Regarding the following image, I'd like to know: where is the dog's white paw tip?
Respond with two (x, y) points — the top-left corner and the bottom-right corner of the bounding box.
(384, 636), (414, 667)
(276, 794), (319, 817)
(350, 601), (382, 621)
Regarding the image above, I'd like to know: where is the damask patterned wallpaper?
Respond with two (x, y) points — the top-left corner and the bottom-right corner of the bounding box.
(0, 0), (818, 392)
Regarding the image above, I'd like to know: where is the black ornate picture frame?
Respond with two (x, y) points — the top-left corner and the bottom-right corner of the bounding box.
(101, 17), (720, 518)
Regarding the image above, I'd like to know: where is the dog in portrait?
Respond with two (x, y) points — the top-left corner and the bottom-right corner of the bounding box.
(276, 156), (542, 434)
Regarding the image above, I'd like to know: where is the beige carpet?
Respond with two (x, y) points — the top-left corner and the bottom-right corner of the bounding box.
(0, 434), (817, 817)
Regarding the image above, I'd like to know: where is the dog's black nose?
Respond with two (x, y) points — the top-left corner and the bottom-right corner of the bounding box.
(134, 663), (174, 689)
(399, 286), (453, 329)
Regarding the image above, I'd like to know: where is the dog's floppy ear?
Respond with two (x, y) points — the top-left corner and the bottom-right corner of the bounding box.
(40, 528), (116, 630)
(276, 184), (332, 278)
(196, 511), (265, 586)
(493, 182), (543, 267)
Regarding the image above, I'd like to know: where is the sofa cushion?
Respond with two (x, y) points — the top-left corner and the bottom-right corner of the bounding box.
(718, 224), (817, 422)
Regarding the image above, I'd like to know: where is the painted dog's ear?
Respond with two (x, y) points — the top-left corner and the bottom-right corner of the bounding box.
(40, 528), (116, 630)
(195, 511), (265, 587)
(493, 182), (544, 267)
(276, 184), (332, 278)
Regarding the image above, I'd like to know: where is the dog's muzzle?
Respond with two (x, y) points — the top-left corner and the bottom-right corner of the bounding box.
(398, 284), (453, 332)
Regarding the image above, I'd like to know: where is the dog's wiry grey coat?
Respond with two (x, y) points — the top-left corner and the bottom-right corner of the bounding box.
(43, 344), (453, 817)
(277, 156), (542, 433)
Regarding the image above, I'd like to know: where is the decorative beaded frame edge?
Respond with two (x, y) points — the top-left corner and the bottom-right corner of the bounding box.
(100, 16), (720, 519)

• **Exercise**:
Update the entries above so that every "bounding box" becomes "enclosing rectangle", and leave everything else unchanged.

• **Completed task**:
Regarding the following image, I'd like to know: where is the dog's white paw tip?
Respond with two (x, y) points — the top-left corner and the bottom-right corner of the enclosing rectangle.
(384, 636), (414, 667)
(276, 794), (319, 817)
(350, 601), (382, 621)
Regarding the image above, I'd like to know: where is the damask patterned wallpaper?
Respond with two (x, y) points — the top-left corner and the bottom-right corner of the enclosing rectangle.
(0, 0), (818, 392)
Regarding the image above, I'd like to know: where is the black ornate picture frame?
Respond with two (x, y) points — the top-left corner and the bottom-right corner of the enclosing rectangle.
(101, 17), (720, 518)
Regarding the image above, I'd like to know: where is the dog in portrait?
Respond with two (x, y) points — the top-left corner and the bottom-right corner of the enclosing rectangle.
(276, 156), (542, 434)
Regarding the image above, I'd like to know: where is the beige carpet?
Respond with two (x, y) points — the top-left corner and the bottom-right corner of the enclosing rectangle.
(0, 434), (817, 817)
Regarding the image above, I'd like to know: where is the dog's black nose?
Respond with two (x, y) points — the top-left corner and the bottom-right corner of the enclosing rectangle.
(134, 663), (174, 689)
(399, 286), (453, 329)
Regarding the image above, I'd like to know: where is the dog's floppy ear?
Respond with two (x, y) points — the top-left corner and the bottom-right corner of the enclosing rectangle.
(40, 528), (116, 630)
(276, 184), (332, 278)
(196, 511), (265, 586)
(493, 182), (543, 267)
Regarding the image above, I'd like to know: where is the sofa cushion?
Respond with two (x, y) points — the top-left corner and the bottom-right corner of the enclosing rectangle.
(718, 224), (817, 422)
Regarding the image above, I'd like to know: where is the painted dog's ear?
Respond with two (x, y) points — the top-left corner and the bottom-right corner of the enclosing rectangle.
(40, 528), (116, 630)
(195, 511), (265, 587)
(493, 182), (544, 267)
(276, 184), (332, 278)
Regarding the image above, I'd like to know: where is the dog's muzzle?
Respond with two (x, y) points — the top-left corner and the bottom-right corner of the enclosing rectangle.
(398, 284), (453, 332)
Regarding the image above, I'd like to know: where is the dog's wiry grey coat?
Respond with two (x, y) points — the top-left corner and the bottom-right corner of the enclosing rectangle.
(43, 344), (453, 817)
(277, 156), (542, 433)
Regarding the image above, I'd like to know: where is the decorative beaded frame edge?
Respond with two (x, y) points — the top-left corner and the bottom-right corner of the enclosing rectangle.
(100, 16), (720, 519)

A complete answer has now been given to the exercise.